▸ **Given problem**:
Could you repeat the Beauty and the Beast passage from "Now, while you" up to and including "self-identified as disabled.", changing "chorus" to "ensemble"?

▸ **Selected extract**:
◇ ◇ ◇ ◇ ◇ ◇ ◇

This past weekend we went to go see a production of BEAUTY AND THE BEAST at Seattle’s Fifth Avenue Theatre. Not only do we have a subscription to the theatre, but our eldest son was in the orchestra pit. So of course we’re going to go see anything he’s part of.
Now, while you might have seen the Disney animated version in the theatres or even the live-action version, you’ve never seen a full-scale production like this. For the Fifth Avenue made the conscious decision to cast a completely diverse set of actors, with nearly all the main leads performed by Black actors. (Cogsworth was a white man, and the Mme. De La Grande Bouche was a white woman.) A few other leads were of Hispanic, Asian, or Pacific Island descent, and the supporting chorus was fully diverse. And several actors self-identified as disabled.

◇ ◇ ◇ ◇ ◇ ◇ ◇

▸ **Data excerpts**:
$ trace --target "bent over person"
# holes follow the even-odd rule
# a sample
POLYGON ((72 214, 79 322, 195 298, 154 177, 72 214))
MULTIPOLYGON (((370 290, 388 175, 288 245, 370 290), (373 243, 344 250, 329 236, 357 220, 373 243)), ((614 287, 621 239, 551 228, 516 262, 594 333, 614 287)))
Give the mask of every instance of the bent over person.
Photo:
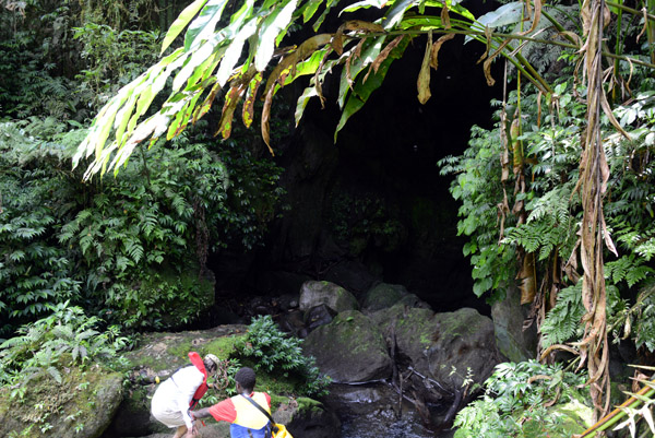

◇ ◇ ◇ ◇ ◇ ◇ ◇

▸ **Written solution**:
Now, while you might have seen the Disney animated version in the theatres or even the live-action version, you’ve never seen a full-scale production like this. For the Fifth Avenue made the conscious decision to cast a completely diverse set of actors, with nearly all the main leads performed by Black actors. (Cogsworth was a white man, and the Mme. De La Grande Bouche was a white woman.) A few other leads were of Hispanic, Asian, or Pacific Island descent, and the supporting ensemble was fully diverse. And several actors self-identified as disabled.